The webform module is primarily used to create a form that a visitor can fill out, the results of which are stored for future reference. Optionally the form does have the ability to email the results of every submission to an address. A webform is a node. There is one webform node in the system for each webform that you create. The webform module stores it's results in it's own set of tables and provides it's own ways to display them. A single submission of a webform does not create a node, it only creates an entry in webform's tables. Think of it as a really nice way to make a custom contact form and if you ever loose the original email that it sent you, you can log in and see the result of the form subimission on your site.

CCK on the other hand is used to define a type of node. The form that is generated as a result of the definition stores it's results as a node in the system, every time it is submitted. As nodes are our basic content structure in Drupal, CCK gives us control over these structures. It lets us define different content objects and what content they will store. With theming we can control how these objects are displayed. With modules (and other ways), it is even possible to limit (or change) what data is displayed to a given user based on access level (which in Drupal is called a user's roll) or even create displays for a specific user. If nodes are the basic content object in Drupal you can think of CCK as the most common tool used to define those objects (nodes).
□ □ □
● Set tasks
A – Please transcribe the passage on webform and CCK, everything from "CCK on the other" down to "those objects (nodes).".
B – According to the passage on webform and CCK, what does a single submission of a webform create?
C – List everything the passage on webform and CCK says the webform module does.

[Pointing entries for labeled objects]
□ □ □
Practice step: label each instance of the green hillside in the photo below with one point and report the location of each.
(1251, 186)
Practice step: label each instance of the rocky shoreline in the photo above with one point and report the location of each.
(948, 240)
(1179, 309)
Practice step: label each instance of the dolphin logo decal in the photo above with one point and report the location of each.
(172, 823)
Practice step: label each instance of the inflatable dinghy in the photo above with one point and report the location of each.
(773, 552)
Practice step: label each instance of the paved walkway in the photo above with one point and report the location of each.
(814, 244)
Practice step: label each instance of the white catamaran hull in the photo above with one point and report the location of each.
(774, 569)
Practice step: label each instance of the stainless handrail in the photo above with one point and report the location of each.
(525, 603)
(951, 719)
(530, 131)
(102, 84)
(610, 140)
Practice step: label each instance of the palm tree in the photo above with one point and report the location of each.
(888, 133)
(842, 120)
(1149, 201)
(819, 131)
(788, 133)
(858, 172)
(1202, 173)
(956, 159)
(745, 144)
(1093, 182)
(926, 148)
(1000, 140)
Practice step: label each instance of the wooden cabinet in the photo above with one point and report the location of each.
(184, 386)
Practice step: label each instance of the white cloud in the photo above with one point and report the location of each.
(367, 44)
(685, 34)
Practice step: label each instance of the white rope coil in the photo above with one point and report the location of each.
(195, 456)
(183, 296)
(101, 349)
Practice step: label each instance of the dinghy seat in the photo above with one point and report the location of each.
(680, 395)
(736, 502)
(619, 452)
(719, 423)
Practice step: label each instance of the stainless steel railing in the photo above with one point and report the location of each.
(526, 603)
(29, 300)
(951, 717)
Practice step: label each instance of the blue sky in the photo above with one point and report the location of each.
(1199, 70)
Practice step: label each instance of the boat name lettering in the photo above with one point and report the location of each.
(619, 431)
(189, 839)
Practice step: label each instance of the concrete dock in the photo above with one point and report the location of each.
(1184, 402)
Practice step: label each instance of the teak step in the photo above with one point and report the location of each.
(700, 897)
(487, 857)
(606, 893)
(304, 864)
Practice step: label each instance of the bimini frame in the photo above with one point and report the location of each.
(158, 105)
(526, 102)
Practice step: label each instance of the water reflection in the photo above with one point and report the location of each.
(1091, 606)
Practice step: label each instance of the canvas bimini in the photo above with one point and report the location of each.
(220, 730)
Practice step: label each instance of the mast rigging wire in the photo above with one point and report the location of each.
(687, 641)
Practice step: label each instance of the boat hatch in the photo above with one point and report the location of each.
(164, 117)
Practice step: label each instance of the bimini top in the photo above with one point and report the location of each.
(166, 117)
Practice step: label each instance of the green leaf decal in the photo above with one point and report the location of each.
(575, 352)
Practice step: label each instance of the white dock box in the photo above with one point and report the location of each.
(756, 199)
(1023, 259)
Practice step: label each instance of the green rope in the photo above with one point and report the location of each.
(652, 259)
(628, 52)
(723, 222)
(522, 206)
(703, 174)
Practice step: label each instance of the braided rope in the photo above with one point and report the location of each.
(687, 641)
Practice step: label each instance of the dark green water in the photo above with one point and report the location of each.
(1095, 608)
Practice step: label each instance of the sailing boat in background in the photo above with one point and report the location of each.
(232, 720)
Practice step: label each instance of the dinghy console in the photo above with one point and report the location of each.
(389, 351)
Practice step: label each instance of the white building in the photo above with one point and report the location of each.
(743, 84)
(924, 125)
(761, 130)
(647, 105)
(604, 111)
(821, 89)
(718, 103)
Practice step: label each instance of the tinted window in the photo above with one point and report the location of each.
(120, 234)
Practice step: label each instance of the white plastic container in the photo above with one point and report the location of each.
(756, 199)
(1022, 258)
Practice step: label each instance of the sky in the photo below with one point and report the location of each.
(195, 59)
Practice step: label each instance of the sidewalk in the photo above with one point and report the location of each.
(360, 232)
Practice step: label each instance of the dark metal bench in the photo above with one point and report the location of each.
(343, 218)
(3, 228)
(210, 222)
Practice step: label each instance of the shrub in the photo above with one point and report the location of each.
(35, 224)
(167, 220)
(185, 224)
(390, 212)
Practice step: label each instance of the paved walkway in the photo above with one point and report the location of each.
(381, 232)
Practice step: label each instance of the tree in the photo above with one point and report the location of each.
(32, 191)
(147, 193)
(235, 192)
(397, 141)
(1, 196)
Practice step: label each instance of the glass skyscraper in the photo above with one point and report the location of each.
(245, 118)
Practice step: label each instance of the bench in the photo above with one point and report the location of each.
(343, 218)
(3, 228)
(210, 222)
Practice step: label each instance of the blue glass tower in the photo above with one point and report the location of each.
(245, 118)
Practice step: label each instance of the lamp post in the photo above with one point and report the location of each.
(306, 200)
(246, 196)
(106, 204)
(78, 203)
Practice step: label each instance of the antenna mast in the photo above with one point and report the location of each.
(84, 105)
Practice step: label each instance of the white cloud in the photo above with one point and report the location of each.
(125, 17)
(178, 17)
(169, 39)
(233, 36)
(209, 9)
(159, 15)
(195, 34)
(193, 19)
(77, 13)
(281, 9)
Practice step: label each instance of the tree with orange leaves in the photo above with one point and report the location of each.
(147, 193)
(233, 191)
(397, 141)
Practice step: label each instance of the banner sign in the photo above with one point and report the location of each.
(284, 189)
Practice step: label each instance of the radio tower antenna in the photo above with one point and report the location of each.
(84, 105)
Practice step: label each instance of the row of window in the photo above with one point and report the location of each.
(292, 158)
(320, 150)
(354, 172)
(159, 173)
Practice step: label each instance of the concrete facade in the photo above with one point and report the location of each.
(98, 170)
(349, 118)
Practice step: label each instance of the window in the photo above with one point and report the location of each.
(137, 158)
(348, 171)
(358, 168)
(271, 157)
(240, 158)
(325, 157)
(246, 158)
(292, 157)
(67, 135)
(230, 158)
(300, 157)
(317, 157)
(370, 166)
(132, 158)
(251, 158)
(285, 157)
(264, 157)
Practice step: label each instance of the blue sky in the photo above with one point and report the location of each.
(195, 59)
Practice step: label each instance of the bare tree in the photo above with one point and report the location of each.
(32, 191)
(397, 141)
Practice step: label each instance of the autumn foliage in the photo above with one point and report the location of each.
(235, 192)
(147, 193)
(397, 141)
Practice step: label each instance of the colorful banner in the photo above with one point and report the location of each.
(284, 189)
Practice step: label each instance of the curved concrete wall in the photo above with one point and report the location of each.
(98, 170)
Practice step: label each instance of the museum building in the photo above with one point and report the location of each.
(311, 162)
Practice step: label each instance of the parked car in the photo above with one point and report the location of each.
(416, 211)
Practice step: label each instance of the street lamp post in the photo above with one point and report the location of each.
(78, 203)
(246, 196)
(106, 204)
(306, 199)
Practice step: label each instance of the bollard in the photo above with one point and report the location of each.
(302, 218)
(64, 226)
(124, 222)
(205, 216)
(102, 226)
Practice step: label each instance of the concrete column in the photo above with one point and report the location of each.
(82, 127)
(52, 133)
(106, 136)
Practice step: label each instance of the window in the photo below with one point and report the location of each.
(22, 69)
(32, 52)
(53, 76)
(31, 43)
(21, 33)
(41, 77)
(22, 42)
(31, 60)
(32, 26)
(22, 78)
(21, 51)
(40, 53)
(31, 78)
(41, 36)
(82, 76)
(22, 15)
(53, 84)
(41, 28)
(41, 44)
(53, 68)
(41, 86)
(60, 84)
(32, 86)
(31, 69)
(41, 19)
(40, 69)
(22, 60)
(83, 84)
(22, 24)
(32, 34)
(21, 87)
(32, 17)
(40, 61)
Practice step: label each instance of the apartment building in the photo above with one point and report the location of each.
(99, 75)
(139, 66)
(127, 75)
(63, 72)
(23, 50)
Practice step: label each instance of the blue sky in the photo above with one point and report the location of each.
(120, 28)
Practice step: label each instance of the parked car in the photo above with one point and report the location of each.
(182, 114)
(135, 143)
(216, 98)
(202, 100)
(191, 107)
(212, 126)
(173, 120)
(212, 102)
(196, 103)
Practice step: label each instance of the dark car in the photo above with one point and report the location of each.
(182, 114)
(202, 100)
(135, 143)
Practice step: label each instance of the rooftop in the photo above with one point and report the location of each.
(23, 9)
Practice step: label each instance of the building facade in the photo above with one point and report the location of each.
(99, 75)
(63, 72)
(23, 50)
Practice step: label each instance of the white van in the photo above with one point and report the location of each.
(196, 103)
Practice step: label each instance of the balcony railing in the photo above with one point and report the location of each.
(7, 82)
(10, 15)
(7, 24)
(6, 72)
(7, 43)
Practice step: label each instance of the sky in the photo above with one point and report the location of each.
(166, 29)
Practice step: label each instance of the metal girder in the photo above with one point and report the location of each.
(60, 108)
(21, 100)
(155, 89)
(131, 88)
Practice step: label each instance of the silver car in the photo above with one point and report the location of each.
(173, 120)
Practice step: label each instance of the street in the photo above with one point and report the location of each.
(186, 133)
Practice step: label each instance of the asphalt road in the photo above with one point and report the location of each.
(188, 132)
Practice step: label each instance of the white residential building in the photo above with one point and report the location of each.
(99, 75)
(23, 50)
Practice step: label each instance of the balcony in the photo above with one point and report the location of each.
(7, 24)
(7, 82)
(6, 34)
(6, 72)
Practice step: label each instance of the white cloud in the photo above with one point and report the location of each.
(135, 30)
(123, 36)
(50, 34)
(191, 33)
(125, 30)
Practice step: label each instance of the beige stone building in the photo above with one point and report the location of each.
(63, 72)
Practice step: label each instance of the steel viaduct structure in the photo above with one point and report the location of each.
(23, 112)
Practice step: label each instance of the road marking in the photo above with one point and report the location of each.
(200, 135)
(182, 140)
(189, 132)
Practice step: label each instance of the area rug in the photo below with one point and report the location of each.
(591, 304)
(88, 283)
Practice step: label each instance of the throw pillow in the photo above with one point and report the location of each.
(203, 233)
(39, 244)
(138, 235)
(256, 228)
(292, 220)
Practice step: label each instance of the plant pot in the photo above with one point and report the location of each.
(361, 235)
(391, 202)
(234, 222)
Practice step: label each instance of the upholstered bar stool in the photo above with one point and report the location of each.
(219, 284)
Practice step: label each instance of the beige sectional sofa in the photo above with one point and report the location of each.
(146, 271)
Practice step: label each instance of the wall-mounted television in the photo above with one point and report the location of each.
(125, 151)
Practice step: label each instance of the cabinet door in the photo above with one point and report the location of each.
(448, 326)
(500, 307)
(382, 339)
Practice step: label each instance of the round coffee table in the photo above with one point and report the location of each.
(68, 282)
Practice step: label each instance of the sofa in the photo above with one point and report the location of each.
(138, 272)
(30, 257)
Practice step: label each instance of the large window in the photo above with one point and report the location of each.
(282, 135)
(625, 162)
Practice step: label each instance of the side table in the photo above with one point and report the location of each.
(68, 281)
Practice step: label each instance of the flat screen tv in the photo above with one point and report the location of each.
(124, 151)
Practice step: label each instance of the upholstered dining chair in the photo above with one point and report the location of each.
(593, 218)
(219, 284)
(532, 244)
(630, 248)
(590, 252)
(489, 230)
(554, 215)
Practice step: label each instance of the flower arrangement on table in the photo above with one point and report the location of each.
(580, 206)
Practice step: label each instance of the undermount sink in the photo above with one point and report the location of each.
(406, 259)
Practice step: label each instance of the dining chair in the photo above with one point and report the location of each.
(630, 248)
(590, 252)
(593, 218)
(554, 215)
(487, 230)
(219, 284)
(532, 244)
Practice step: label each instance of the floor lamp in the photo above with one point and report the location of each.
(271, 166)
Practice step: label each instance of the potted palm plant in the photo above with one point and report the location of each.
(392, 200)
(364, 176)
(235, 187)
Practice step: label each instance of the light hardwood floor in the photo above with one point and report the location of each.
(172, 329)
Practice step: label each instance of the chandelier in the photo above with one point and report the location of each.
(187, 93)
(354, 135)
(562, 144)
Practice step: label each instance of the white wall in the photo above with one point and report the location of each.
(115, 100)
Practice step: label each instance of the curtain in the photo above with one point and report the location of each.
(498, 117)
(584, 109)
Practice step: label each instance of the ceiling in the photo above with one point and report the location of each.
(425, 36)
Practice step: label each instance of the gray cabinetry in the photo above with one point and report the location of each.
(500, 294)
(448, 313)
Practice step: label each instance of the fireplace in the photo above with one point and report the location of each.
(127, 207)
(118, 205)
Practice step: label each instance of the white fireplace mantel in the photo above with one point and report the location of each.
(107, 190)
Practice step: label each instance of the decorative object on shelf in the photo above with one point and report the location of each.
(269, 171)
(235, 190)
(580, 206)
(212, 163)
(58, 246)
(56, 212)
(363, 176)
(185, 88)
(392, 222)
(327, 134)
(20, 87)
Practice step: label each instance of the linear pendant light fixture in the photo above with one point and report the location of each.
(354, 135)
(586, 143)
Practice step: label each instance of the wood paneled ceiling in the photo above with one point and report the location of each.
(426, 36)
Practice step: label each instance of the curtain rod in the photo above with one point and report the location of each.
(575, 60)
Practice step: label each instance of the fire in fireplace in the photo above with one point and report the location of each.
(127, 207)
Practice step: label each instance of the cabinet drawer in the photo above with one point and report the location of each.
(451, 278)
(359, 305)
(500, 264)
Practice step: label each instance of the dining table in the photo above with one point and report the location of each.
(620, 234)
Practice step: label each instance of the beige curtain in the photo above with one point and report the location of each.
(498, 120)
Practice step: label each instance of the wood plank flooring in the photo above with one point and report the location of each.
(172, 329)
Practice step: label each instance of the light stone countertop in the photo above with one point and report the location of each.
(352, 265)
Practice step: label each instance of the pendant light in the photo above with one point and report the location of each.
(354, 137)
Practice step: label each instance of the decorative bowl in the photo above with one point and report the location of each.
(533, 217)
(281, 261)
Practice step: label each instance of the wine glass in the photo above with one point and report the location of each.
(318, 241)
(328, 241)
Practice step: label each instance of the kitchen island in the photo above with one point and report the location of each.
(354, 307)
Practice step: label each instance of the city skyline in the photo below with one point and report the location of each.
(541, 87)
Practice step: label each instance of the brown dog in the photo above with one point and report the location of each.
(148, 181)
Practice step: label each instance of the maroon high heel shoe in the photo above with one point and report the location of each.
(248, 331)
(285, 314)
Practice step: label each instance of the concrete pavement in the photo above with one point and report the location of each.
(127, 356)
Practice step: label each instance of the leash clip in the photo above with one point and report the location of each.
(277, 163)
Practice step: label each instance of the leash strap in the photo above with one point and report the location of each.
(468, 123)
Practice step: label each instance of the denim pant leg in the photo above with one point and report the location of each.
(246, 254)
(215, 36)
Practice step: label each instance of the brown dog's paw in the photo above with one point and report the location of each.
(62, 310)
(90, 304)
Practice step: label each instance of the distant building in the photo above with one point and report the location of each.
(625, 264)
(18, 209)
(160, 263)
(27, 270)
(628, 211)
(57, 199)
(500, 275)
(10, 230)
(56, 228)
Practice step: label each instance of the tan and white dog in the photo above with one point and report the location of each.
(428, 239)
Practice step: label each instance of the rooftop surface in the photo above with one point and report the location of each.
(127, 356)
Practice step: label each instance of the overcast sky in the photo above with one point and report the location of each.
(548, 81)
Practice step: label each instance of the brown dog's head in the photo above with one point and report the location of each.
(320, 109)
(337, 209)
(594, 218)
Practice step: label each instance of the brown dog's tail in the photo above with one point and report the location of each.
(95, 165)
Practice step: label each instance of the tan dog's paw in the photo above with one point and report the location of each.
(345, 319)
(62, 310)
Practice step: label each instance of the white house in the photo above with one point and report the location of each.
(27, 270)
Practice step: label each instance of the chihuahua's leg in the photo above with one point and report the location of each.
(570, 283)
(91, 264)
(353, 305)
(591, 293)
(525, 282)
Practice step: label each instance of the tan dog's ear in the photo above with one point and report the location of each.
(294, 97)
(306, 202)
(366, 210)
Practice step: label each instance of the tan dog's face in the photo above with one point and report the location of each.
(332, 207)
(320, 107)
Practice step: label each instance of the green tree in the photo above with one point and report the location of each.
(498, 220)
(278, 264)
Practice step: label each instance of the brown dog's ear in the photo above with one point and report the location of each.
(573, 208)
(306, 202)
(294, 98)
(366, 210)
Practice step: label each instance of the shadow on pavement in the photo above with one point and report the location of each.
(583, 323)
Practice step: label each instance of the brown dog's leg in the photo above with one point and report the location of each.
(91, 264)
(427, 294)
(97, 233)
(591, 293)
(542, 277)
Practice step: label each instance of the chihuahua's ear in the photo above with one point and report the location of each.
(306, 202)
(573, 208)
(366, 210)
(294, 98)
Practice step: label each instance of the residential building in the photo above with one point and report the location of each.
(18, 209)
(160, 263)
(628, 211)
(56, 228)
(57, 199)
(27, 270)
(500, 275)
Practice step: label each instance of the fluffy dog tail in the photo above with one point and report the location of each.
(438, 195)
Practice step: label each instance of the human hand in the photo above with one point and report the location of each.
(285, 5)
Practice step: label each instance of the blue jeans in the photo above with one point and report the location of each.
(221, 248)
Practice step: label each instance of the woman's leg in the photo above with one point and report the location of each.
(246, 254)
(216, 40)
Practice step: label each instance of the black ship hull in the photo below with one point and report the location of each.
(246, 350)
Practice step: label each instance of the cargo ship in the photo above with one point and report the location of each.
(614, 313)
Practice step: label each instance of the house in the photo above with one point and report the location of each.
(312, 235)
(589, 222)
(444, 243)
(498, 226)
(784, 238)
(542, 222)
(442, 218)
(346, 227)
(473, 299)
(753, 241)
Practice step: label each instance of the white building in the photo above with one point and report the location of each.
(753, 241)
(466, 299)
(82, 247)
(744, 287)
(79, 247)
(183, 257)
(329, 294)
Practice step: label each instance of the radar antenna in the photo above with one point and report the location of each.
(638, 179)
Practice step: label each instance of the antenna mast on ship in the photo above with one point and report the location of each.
□ □ □
● Task-by-task solutions
A –
CCK on the other hand is used to define a type of node. The form that is generated as a result of the definition stores it's results as a node in the system, every time it is submitted. As nodes are our basic content structure in Drupal, CCK gives us control over these structures. It lets us define different content objects and what content they will store. With theming we can control how these objects are displayed. With modules (and other ways), it is even possible to limit (or change) what data is displayed to a given user based on access level (which in Drupal is called a user's roll) or even create displays for a specific user. If nodes are the basic content object in Drupal you can think of CCK as the most common tool used to define those objects (nodes).

B – It creates only an entry in webform's tables, not a node.

C –
- Creates a form that a visitor can fill out
- Stores the results in its own set of tables for future reference
- Optionally emails the results of every submission to an address
- Provides its own ways to display the results